» **TASK STATEMENT**: Transcribe each record below character for character.
[DATA SECTION — start]
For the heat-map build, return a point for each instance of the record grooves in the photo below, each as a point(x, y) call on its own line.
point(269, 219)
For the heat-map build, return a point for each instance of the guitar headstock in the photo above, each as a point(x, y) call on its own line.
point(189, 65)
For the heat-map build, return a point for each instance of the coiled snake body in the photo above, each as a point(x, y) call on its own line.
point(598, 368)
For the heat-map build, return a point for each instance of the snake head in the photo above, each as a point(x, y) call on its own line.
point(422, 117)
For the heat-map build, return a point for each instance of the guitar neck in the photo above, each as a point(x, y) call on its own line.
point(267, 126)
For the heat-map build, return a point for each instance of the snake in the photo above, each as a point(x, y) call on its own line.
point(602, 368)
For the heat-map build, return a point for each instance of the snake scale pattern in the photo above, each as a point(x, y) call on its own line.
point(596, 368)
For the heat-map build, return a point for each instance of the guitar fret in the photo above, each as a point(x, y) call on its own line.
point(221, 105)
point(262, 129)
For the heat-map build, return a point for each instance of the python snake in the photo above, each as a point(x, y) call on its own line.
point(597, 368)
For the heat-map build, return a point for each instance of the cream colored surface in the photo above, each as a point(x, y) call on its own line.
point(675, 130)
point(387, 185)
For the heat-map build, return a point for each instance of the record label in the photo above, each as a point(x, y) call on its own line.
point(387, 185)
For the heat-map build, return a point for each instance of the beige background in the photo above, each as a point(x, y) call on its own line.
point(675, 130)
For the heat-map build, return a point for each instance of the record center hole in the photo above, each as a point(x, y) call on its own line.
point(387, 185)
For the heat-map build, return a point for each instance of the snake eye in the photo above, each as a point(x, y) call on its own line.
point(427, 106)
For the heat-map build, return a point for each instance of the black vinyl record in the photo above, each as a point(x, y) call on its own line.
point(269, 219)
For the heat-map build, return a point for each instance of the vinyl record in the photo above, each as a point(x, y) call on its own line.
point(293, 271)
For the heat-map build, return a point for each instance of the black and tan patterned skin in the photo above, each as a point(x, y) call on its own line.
[DATA SECTION — finish]
» **RESPONSE BELOW**:
For the heat-map build, return a point for each instance of the record grooves in the photo below, each as a point(x, y) call on its own line.
point(269, 219)
For the heat-map build, return a point for each instance of the guitar headstock in the photo above, each as a point(x, y) call on its own line.
point(189, 65)
For the heat-map build, return a point for each instance of the coiled snake body in the photo above, each as a point(x, y) call on its own line.
point(598, 368)
For the heat-map build, return a point for each instance of the snake head in the photo above, each as a point(x, y) call on its own line.
point(422, 117)
For the heat-map build, return a point for each instance of the guitar neck in the photo above, each as a point(x, y) call on its own line.
point(267, 126)
For the heat-map build, return a point for each instance of the snake in the photo above, each as a point(x, y) call on its own line.
point(602, 368)
For the heat-map build, return a point for each instance of the snake scale pattern in the photo above, each as a point(x, y) call on its own line.
point(596, 368)
For the heat-map build, return a point for each instance of the guitar fret in the photo above, each as a point(x, y) call on its own line.
point(221, 105)
point(262, 129)
For the heat-map build, return a point for each instance of the python snake in the photo above, each as a point(x, y) call on its own line.
point(597, 368)
For the heat-map build, return a point for each instance of the cream colored surface in the photo above, each as a point(x, y) call on its own line.
point(675, 130)
point(387, 185)
For the heat-map build, return a point for each instance of the record label in the photo above, each as a point(x, y) call on its own line.
point(387, 185)
For the heat-map build, return a point for each instance of the beige background in the photo above, each as a point(x, y) call on its own line.
point(675, 130)
For the heat-map build, return a point for each instance of the record center hole in the photo above, each as a point(x, y) call on its own line.
point(387, 185)
For the heat-map build, return a point for each instance of the snake eye in the photo above, each as a point(x, y) call on its own line.
point(427, 106)
For the heat-map build, return a point for each instance of the black vinyl record in the photo above, each as a point(x, y) call on its own line.
point(269, 219)
For the heat-map build, return a point for each instance of the vinyl record in the photo above, each as a point(x, y) call on its own line.
point(293, 271)
For the heat-map build, return a point for each instance of the black and tan patterned skin in the photo above, each as a point(x, y) call on its own line.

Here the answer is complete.